◆ 条目
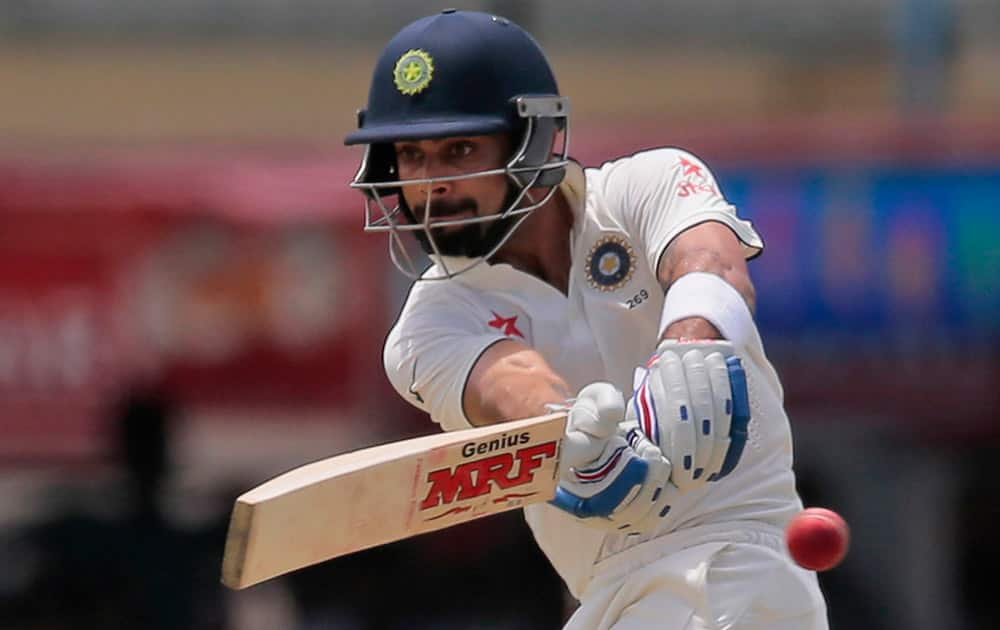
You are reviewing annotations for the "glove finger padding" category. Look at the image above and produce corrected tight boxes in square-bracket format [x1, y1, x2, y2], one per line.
[628, 340, 750, 492]
[681, 348, 715, 485]
[705, 352, 733, 481]
[611, 429, 677, 531]
[551, 383, 670, 530]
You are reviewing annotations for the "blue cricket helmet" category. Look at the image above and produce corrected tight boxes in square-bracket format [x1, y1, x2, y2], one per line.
[344, 9, 569, 279]
[345, 9, 559, 145]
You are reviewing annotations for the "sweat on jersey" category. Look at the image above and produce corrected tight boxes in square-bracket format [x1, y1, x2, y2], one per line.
[383, 148, 801, 598]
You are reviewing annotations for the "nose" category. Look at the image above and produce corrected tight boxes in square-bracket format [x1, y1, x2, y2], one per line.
[420, 160, 455, 197]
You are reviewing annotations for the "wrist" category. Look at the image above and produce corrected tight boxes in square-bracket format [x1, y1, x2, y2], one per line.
[659, 272, 753, 346]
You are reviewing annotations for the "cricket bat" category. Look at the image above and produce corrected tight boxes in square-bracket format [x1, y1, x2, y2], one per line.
[222, 413, 566, 589]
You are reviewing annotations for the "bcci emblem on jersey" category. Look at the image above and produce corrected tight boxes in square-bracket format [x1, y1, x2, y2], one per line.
[587, 236, 635, 291]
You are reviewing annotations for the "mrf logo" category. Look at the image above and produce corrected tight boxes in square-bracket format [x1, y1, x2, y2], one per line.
[420, 441, 557, 518]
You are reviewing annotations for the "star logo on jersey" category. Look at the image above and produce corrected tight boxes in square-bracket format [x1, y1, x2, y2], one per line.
[677, 157, 719, 197]
[585, 235, 635, 291]
[681, 158, 702, 177]
[487, 311, 524, 339]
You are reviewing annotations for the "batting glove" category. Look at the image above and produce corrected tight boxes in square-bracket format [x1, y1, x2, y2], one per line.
[551, 383, 671, 530]
[627, 339, 750, 492]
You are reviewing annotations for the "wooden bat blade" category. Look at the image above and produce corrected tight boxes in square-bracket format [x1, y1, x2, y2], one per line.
[222, 413, 566, 589]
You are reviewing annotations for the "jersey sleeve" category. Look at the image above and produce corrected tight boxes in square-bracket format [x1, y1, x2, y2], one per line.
[602, 148, 764, 272]
[382, 296, 506, 431]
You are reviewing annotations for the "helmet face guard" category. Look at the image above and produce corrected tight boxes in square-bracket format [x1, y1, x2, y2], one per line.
[351, 96, 569, 280]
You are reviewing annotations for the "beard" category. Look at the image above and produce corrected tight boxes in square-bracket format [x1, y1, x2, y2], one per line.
[400, 185, 521, 258]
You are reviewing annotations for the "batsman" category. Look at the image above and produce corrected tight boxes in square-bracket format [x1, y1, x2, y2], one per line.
[346, 9, 828, 630]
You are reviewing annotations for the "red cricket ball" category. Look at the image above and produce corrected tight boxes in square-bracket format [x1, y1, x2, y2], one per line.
[785, 508, 851, 571]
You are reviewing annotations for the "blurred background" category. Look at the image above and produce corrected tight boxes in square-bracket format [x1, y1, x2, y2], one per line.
[0, 0, 1000, 630]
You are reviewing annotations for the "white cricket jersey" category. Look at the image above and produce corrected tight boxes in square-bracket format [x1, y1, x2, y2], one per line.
[383, 148, 801, 597]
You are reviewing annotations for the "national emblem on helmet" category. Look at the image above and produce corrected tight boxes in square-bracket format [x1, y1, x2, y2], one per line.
[345, 9, 569, 279]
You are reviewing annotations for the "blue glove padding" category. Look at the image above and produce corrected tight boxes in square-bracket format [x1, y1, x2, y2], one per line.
[550, 383, 673, 530]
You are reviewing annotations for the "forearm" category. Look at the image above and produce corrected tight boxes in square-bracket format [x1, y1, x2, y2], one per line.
[657, 223, 756, 340]
[462, 341, 573, 426]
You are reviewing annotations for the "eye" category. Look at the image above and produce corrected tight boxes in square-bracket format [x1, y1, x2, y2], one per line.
[396, 146, 424, 164]
[448, 140, 476, 158]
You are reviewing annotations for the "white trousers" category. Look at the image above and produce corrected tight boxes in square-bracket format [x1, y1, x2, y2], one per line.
[566, 536, 829, 630]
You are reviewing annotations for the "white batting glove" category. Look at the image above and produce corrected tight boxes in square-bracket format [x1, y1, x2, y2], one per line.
[551, 383, 676, 530]
[627, 339, 750, 492]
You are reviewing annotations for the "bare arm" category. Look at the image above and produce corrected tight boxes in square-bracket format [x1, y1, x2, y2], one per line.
[656, 221, 756, 339]
[462, 339, 573, 426]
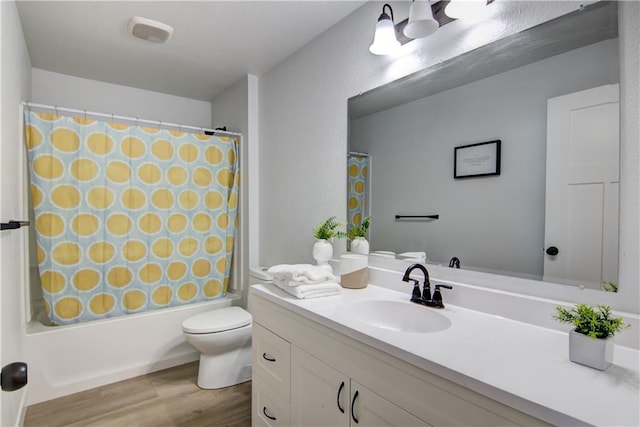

◆ 任务
数一数上面的条目中含有单词“emblem”的行共有几行，只写出数字。

◆ 参考答案
2